═════ Task input
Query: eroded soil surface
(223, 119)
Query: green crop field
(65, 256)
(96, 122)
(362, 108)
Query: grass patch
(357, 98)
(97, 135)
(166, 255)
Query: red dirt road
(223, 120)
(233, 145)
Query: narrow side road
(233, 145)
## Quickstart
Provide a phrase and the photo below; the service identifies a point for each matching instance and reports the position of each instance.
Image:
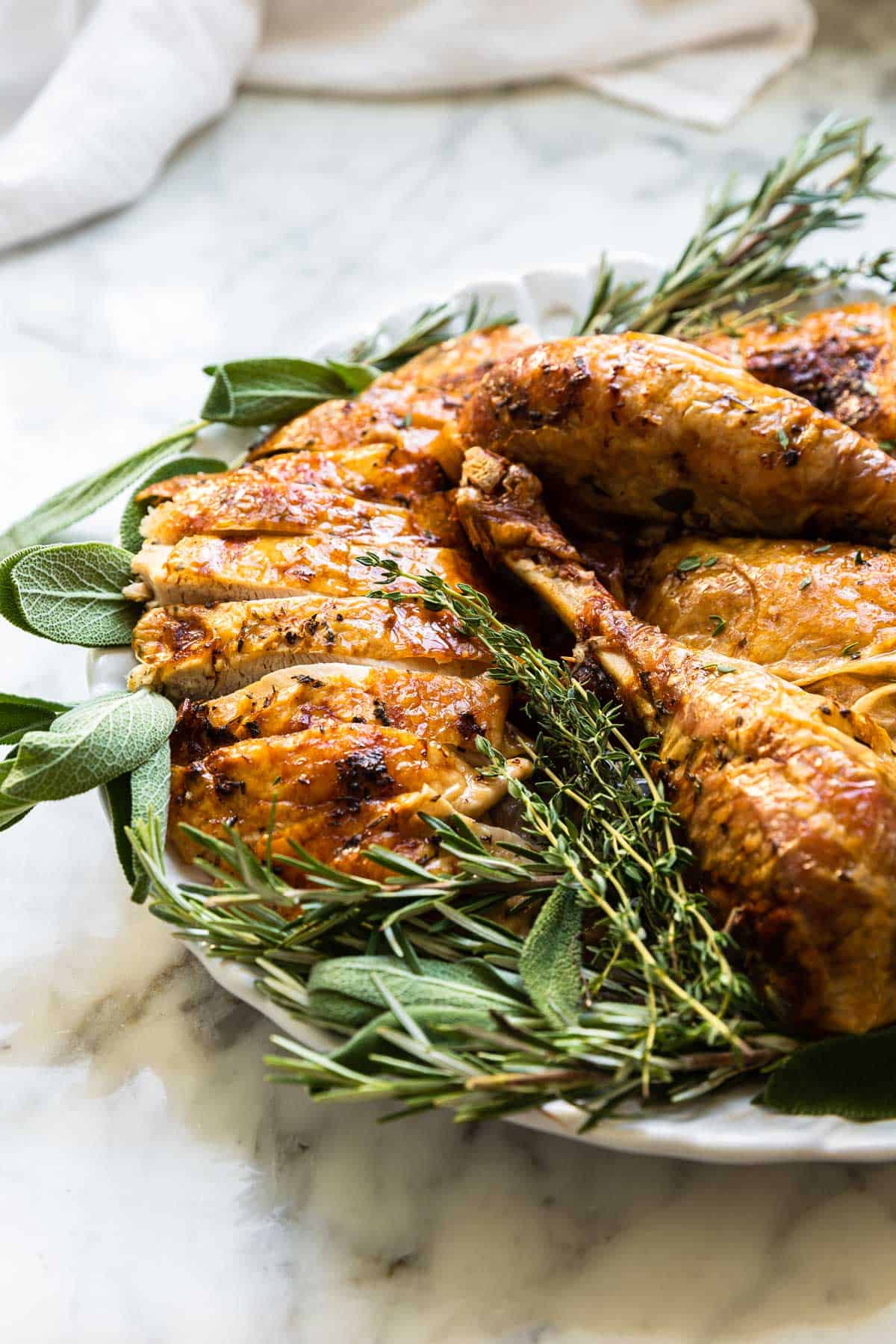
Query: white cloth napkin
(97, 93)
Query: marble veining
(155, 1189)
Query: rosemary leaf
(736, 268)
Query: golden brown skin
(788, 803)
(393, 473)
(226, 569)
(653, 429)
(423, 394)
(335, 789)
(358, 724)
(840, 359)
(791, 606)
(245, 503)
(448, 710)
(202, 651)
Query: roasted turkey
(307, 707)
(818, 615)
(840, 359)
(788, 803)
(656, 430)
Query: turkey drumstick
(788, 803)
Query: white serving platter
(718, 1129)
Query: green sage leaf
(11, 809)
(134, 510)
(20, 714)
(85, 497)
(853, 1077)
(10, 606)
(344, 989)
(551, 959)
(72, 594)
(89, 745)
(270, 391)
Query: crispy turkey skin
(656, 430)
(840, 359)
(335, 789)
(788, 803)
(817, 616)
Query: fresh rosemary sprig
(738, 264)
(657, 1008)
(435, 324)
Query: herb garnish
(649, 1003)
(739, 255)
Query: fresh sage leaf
══════════
Copy out the lines word for word, starting at the line that contains "Query: golden brown skin" and continuing through the last line of the records.

- _Solution to the problem_
Query: golden brown skin
(788, 803)
(393, 473)
(226, 569)
(653, 429)
(423, 394)
(335, 789)
(358, 724)
(840, 359)
(791, 606)
(245, 503)
(448, 710)
(202, 651)
Query: roasted turkey
(307, 707)
(818, 615)
(840, 359)
(788, 803)
(656, 430)
Query: turkey drumstick
(788, 803)
Query: white serving platter
(718, 1129)
Query: green sage leaf
(11, 809)
(134, 510)
(20, 714)
(85, 497)
(853, 1077)
(10, 606)
(344, 989)
(551, 959)
(72, 594)
(89, 745)
(270, 391)
Query: crispy turkey skin
(656, 430)
(840, 359)
(335, 789)
(788, 803)
(817, 616)
Query: fresh rosemary sprig
(738, 264)
(657, 1008)
(435, 324)
Query: herb garnish
(649, 1003)
(739, 255)
Query: fresh sage leaf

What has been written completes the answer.